--- BEGIN Stored records ---
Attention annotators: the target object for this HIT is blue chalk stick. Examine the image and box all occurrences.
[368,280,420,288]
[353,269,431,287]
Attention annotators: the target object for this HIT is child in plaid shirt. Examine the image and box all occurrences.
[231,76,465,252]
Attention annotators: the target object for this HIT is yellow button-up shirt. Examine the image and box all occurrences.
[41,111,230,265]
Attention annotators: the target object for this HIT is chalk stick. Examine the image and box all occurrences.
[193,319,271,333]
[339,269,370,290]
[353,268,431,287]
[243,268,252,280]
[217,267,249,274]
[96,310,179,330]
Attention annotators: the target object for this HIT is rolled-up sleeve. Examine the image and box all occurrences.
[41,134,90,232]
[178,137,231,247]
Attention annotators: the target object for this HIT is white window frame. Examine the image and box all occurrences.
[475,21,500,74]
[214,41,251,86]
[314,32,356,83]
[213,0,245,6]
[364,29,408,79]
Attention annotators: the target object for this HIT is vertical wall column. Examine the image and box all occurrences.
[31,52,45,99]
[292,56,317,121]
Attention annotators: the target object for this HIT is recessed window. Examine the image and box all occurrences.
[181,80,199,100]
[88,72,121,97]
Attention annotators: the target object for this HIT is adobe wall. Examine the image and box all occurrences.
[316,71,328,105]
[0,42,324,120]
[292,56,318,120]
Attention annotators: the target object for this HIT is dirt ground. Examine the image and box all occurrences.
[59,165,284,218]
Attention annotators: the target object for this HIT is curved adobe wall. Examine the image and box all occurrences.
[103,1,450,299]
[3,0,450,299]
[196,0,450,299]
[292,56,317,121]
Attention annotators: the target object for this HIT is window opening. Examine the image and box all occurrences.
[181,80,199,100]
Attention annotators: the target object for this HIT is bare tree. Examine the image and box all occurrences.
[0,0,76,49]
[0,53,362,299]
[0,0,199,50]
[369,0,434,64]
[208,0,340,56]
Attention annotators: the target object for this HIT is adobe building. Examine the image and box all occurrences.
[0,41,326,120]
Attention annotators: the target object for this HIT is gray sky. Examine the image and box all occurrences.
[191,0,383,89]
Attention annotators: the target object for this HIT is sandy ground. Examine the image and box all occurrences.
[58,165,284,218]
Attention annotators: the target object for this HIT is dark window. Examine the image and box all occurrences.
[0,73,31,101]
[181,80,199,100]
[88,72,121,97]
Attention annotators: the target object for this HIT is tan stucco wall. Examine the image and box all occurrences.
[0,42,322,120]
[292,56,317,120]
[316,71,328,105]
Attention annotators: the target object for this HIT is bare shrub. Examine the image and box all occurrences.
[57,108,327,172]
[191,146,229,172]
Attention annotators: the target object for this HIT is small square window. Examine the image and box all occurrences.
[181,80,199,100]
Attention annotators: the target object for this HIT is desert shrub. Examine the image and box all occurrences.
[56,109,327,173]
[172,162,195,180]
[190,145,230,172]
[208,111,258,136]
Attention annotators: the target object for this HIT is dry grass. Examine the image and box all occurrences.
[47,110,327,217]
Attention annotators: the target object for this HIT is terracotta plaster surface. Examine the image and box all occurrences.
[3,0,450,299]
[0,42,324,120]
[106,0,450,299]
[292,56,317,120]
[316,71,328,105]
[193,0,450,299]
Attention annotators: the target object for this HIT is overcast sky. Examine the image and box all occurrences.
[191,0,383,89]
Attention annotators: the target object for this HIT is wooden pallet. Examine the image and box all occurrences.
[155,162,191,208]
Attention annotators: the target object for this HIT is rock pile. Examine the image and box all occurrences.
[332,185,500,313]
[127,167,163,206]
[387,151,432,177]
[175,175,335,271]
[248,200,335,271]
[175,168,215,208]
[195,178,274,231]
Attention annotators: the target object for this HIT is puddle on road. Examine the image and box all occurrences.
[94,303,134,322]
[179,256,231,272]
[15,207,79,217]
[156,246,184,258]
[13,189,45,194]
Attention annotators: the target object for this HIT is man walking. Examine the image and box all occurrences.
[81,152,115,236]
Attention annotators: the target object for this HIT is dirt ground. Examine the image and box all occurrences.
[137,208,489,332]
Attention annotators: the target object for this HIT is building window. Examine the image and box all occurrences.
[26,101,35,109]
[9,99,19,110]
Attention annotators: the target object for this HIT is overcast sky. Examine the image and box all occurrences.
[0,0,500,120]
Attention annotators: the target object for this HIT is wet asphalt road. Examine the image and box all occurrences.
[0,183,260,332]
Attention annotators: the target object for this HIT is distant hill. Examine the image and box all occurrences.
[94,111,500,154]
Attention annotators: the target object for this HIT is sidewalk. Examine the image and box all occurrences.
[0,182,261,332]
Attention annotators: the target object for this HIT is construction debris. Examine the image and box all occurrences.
--- END Stored records ---
Short exercise = Render every line of the records above as a Markdown table with two columns, Row and Text. Number each row and skip any blank lines.

Task solution =
| Row | Text |
|---|---|
| 1 | Attention annotators: the target object for this HIT is blue chalk stick. Examine the image and box all occurrences. |
| 2 | [368,280,420,288] |
| 3 | [353,269,431,287] |
| 4 | Attention annotators: the target object for this HIT is child in plaid shirt. Examine the image and box all occurrences. |
| 5 | [231,76,465,252] |
| 6 | Attention annotators: the target object for this HIT is yellow button-up shirt. Examine the image and box all occurrences. |
| 7 | [41,111,230,265] |
| 8 | Attention annotators: the target object for this HIT is chalk stick. Examine the image and box all occurrences. |
| 9 | [193,319,271,333] |
| 10 | [339,269,370,290] |
| 11 | [353,268,431,287] |
| 12 | [243,268,252,280] |
| 13 | [217,267,249,274] |
| 14 | [96,310,179,330] |
| 15 | Attention annotators: the target object for this HIT is rolled-up sleeve. Examine the image and box all occurrences. |
| 16 | [41,134,90,232] |
| 17 | [178,137,231,247] |
| 18 | Attention annotators: the target object for this HIT is white window frame. Examine the image and box all occurrences. |
| 19 | [475,21,500,74] |
| 20 | [214,41,251,86] |
| 21 | [314,32,356,83] |
| 22 | [213,0,245,6] |
| 23 | [364,29,408,79] |
| 24 | Attention annotators: the target object for this HIT is vertical wall column. Examine the image and box all occurrences. |
| 25 | [31,52,45,99] |
| 26 | [292,56,317,121] |
| 27 | Attention annotators: the target object for this HIT is recessed window. Examine the image and box all occurrences. |
| 28 | [181,80,199,100] |
| 29 | [88,72,121,97] |
| 30 | Attention annotators: the target object for this HIT is adobe wall. Examine the image and box all occurrences. |
| 31 | [316,71,328,105] |
| 32 | [0,42,324,120] |
| 33 | [292,56,318,120] |
| 34 | Attention annotators: the target object for this HIT is dirt ground. Examine the image and box all occurrences. |
| 35 | [59,165,284,218] |
| 36 | Attention annotators: the target object for this HIT is curved adobe wall. Examine the image and box all occurrences. |
| 37 | [103,1,450,299] |
| 38 | [3,0,450,299] |
| 39 | [196,0,450,299] |
| 40 | [292,56,317,121] |
| 41 | Attention annotators: the target object for this HIT is window opening. Examine the image and box all occurrences. |
| 42 | [181,80,199,100] |
| 43 | Attention annotators: the target object for this HIT is bare tree. Examine the image and box all occurrences. |
| 44 | [0,0,76,49] |
| 45 | [0,53,362,299] |
| 46 | [0,0,199,50] |
| 47 | [369,0,434,64] |
| 48 | [208,0,340,56] |
| 49 | Attention annotators: the target object for this HIT is adobe building. Examine the image and box all occurrences. |
| 50 | [0,41,326,120] |
| 51 | Attention annotators: the target object for this HIT is gray sky. Examine the image and box all occurrences. |
| 52 | [191,0,383,89] |
| 53 | Attention annotators: the target object for this HIT is sandy ground. Examine the image and box all occurrences. |
| 54 | [58,165,284,218] |
| 55 | Attention annotators: the target object for this HIT is dark window. Examine the image and box all occurrences. |
| 56 | [0,73,31,101] |
| 57 | [181,80,199,100] |
| 58 | [88,72,121,97] |
| 59 | Attention annotators: the target object for this HIT is tan stucco wall. Examine the image and box all occurrences. |
| 60 | [0,42,322,120] |
| 61 | [292,56,317,120] |
| 62 | [316,71,328,105] |
| 63 | Attention annotators: the target object for this HIT is bare shrub. Examine the image and box all occurrences. |
| 64 | [57,108,327,172] |
| 65 | [191,146,229,172] |
| 66 | Attention annotators: the target object for this HIT is small square window. Examine the image and box all occurrences. |
| 67 | [181,80,199,100] |
| 68 | Attention annotators: the target object for this HIT is desert shrub. Examine the image and box all occurrences. |
| 69 | [56,109,327,173] |
| 70 | [172,162,195,180] |
| 71 | [190,145,230,172] |
| 72 | [208,111,258,136] |
| 73 | Attention annotators: the target object for this HIT is dry grass. Examine the image and box all occurrences. |
| 74 | [47,110,327,217] |
| 75 | Attention annotators: the target object for this HIT is terracotta plaster surface. Examine the image and box all occurrences. |
| 76 | [3,0,450,299] |
| 77 | [0,42,324,120] |
| 78 | [106,0,450,299] |
| 79 | [292,56,317,120] |
| 80 | [316,71,328,105] |
| 81 | [193,0,450,299] |
| 82 | Attention annotators: the target object for this HIT is overcast sky. Examine the image and box all occurrences. |
| 83 | [191,0,383,89] |
| 84 | Attention annotators: the target object for this HIT is wooden pallet. Examine the image and box all occurrences. |
| 85 | [155,162,191,208] |
| 86 | Attention annotators: the target object for this HIT is rock pile. Examine the image and box all occurrences. |
| 87 | [332,185,500,313] |
| 88 | [127,167,163,206] |
| 89 | [387,151,432,177] |
| 90 | [175,175,335,271] |
| 91 | [248,200,335,271] |
| 92 | [175,168,215,208] |
| 93 | [195,178,274,231] |
| 94 | Attention annotators: the target object for this HIT is puddle on road. Examine the image and box all occurrences. |
| 95 | [94,303,134,322] |
| 96 | [179,256,231,272] |
| 97 | [15,207,79,217] |
| 98 | [156,246,184,258] |
| 99 | [13,189,45,194] |
| 100 | Attention annotators: the target object for this HIT is man walking. Examine the image and box all occurrences. |
| 101 | [81,152,115,236] |
| 102 | Attention annotators: the target object for this HIT is dirt ground. Examine the image and box all occurrences. |
| 103 | [137,208,489,332] |
| 104 | Attention annotators: the target object for this HIT is building window. Examine the image and box all occurrences. |
| 105 | [26,101,35,109] |
| 106 | [9,99,19,110] |
| 107 | Attention annotators: the target object for this HIT is overcast sky. Examine the image and box all occurrences. |
| 108 | [0,0,500,120] |
| 109 | Attention annotators: the target object for this HIT is wet asphalt road. Examine the image and box all occurrences. |
| 110 | [0,183,260,332] |
| 111 | Attention annotators: the target object for this HIT is distant hill. Examine the image and box all occurrences. |
| 112 | [94,111,500,154] |
| 113 | Attention annotators: the target object for this HIT is sidewalk. Examine the image and box all occurrences. |
| 114 | [0,182,261,332] |
| 115 | Attention annotators: the target object for this HIT is construction debris. Examine the image and box all occurrences. |